* **OBJETIVO**: Dê continuidade ao texto de leitura sobre a ineficiência do Estado na devolução de pagamentos, retomando-o logo após a última frase apresentada.

* **TEXTO DE LEITURA**:
###
Adicionalmente, demonstra um profundo problema de gestão de recursos. Além do supramencionado, há uma ineficiência gritante nos processos. Se os contactos são respondidos de mês a mês e quase sempre por pessoas diferentes, isso significa que, a cada mês, um funcionário diferente vai ter de perder tempo a inteirar-se de um processo que não conhece, para poder dizer qual a próxima ação a tomar, sendo que depois não vai ser capaz de fazer o tracking devido a essa ação. Daí a um mês, outro funcionário, com uma maneira diferente de pensar, vai sugerir uma linha de ação diferente, e o loop fútil alimenta-se. Não seria mais fácil atribuir cada processo a um funcionário, e responsabilizar esse funcionário por resolver o processo o mais rápido possível, permitindo que fosse preciso uma só pessoa inteirar-se do problema e resolvê-lo enquanto ainda se lembra dos detalhes?

Por fim, esta minha historieta demonstra também a despreocupação que o Estado quando lida com o dinheiro dos seus cidadãos. Por duas vezes, o Estado recebeu dinheiro, dinheiro esse que entrou nas suas contas e balanços, e por duas vezes pôde ver que esse dinheiro não serviu para pagar serviço algum. Porém, ao invés de alertar o cidadão que fez esse pagamento, o Estado fingiu-se de morto. Se ninguém dissesse nada, eram 40€ extra para engordar as contas do Estado, era um donativo para continuar a prestar este fantástico serviço. Como alguém reclamou, não existem processos eficientes para devolver coisa nenhuma. Só por curiosidade, no passado, já tive de requerer reembolsos a empresas ou entidades públicas de 3 países diferentes (Bélgica, Dinamarca e Canadá), incluindo situações onde eu fui inequivocamente o culpado do erro. Em todos os casos, o assunto resolveu-se numa questão de dias ao fim de 1 ou 2 emails. Em Portugal, a máquina está montada para fazer o contribuinte andar às voltas, talvez na esperança de que ele se chateie e desista, ficando o Estado a ganhar. Enfim, são maneiras diferentes de servir o cidadão.
###
* **DADOS FORNECIDOS**:
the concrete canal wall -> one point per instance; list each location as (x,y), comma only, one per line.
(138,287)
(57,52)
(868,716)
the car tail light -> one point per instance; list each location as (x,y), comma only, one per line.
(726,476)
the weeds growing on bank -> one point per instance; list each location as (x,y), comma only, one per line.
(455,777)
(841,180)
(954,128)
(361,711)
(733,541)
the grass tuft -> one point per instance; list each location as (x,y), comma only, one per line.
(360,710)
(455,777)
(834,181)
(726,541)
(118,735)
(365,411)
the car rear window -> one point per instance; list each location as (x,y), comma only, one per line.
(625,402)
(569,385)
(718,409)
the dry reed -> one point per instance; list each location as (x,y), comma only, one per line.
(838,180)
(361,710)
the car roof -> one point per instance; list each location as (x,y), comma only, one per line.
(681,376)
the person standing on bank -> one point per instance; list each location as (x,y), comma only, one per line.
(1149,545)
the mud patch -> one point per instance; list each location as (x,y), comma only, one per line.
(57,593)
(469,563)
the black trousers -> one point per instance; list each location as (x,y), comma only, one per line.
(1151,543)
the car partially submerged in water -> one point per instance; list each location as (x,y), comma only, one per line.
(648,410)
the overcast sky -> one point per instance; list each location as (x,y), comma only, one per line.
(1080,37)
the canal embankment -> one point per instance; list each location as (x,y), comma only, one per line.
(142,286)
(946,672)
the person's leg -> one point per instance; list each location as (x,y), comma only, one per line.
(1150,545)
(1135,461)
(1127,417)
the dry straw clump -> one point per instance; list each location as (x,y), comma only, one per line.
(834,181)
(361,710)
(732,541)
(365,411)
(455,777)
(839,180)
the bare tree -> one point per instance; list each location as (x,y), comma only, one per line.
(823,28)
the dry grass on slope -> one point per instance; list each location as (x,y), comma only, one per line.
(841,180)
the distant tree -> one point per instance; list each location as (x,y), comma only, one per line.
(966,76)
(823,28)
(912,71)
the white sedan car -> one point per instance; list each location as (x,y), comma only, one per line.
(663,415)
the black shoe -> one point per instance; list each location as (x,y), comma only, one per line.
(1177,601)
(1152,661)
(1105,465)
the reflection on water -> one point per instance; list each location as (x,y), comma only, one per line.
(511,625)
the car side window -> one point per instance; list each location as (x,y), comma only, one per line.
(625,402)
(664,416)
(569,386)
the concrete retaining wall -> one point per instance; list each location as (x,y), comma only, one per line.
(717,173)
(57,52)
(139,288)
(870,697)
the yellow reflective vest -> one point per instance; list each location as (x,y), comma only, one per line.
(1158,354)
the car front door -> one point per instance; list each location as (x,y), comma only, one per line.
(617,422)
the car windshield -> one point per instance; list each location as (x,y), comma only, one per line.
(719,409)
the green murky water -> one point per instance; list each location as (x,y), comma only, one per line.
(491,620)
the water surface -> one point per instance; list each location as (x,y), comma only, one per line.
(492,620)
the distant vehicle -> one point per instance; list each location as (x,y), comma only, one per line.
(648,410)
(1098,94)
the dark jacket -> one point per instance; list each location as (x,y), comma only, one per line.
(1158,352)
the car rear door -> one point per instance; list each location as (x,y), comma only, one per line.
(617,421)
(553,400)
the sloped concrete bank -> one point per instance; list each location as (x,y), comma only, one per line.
###
* **RESPOSTA DO EXERCÍCIO**:
O Estado Português é hoje uma locomotiva a carvão num tempo em que já há comboios de alta velocidade. O caricato é que já há muitos anos que pinga dinheiro da Europa para que se invista em comboios modernos. Contudo, em vez de investir nesses comboios modernos, o Estado Português insiste em usar esses fundos para retocar a pintura da locomotiva a carvão e dizer "agora é que vai ser". É urgente que algo mude. Os cidadãos precisam de comboios de alta velocidade. Portugal não tem de ser a parvónia da Europa, mas para isso é preciso vontade, sobretudo vontade política.